AUSZUG ZUM LESEN |
________________

# Links öffnen sich nicht im Iframe



## julieann (17. April 2005)

Also, ich könnt verzweifeln.
Meine Seite: http://www.sims2-wear
(irgendwie entfernt er hier im Forum immer das !)
Sie hat ein iframe, dem hab ich den Namen "main" gegeben, 
<iframe src="home.html" ... name="main"...>
die Links auf der startseite (http://home.arcor.de/julieann/index.htm) haben alle als target="main" und wenn ich die Datei auf meiner Festplatte im Explorer öffne, gibt´s kein Problem.
Allerdings öffnet er, wenn ich die upgeloadete Seite im Internet aufrufe, die Links immer im neuen Fenster.
Bin ich doof, oder was? Kann mir jemand helfen?


----------



## julieann (17. April 2005)

Mir ist noch was aufgefallen:
wenn ich die Seite direkt aufrufe (also unter http://home.arcor.de/julieann/index.htm) gibt´s das Problem nicht. Nur wenn ich über die Domain reinklicke: http://www.sims2-wear


----------



## Dr Dau (18. April 2005)

Hallo!

Dass kommt daher, weil deine Seite unter der Domain in einem Frame steckt der den Namen "main" hat.
Dein *i*Frame hat aber auch den Namen "main".
Nimm für dein *i*Frame mal einen anderen Namen (z.b. "mitte" oder "anzeige").
Du masst dann die Target's für *<base target="main">* und <*a href="seitenname.html" target="main">Seitenname</a>* entsprechend ändern.
Dann sollte es klappen.

Gruss Dr Dau


----------

________________

AUFGABE | Aktualisiere den Forenthread zu den Iframe-Links: Gib alles von „Mir ist noch" bis hinunter zu „(18. April 2005)" erneut wieder und setze dabei „Webadresse" anstelle von „Domain" ein.

________________

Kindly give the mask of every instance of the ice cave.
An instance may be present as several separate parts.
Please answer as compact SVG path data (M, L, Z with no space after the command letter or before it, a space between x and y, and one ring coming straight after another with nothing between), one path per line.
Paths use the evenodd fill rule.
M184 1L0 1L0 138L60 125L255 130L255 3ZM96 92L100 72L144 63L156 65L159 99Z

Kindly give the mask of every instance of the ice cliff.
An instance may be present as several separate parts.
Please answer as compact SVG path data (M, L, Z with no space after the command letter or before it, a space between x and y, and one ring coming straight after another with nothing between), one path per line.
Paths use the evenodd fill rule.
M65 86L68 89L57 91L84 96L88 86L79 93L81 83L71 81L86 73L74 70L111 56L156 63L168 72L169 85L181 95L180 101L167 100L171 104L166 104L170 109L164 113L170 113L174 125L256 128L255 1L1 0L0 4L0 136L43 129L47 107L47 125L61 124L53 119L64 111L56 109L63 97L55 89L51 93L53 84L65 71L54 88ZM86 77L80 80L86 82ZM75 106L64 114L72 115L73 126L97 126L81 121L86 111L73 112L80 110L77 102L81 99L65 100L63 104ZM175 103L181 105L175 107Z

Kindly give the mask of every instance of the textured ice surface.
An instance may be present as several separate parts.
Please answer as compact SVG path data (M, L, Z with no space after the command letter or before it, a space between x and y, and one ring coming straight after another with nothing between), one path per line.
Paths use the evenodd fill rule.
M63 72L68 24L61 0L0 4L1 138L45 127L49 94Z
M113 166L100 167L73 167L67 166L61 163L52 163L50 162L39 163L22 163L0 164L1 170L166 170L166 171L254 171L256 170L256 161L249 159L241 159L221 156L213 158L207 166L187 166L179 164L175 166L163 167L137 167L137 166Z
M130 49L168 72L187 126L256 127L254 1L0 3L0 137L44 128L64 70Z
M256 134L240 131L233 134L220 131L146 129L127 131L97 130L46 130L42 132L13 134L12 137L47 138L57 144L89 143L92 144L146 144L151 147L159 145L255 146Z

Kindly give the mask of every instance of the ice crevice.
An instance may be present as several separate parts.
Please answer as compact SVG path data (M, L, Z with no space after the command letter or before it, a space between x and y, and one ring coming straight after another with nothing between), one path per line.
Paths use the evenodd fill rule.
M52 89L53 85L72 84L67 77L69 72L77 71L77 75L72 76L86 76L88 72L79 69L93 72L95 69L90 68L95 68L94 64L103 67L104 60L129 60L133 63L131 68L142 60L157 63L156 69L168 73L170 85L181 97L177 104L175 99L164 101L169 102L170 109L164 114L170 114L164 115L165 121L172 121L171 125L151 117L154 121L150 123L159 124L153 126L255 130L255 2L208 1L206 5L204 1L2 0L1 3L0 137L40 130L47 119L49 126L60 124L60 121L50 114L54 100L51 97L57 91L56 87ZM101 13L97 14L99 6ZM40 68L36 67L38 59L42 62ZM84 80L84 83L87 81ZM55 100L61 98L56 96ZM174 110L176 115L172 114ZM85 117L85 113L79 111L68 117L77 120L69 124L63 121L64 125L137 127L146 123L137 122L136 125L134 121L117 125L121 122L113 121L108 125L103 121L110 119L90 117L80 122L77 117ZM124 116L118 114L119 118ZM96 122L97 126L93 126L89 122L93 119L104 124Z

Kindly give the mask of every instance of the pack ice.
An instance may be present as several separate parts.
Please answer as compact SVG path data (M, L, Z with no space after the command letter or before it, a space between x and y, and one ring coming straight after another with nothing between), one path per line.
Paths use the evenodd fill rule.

________________

ANTWORT ZUR AUFGABE |
Mir ist noch was aufgefallen:
wenn ich die Seite direkt aufrufe (also unter http://home.arcor.de/julieann/index.htm) gibt´s das Problem nicht. Nur wenn ich über die Webadresse reinklicke: http://www.sims2-wear


----------



## Dr Dau (18. April 2005)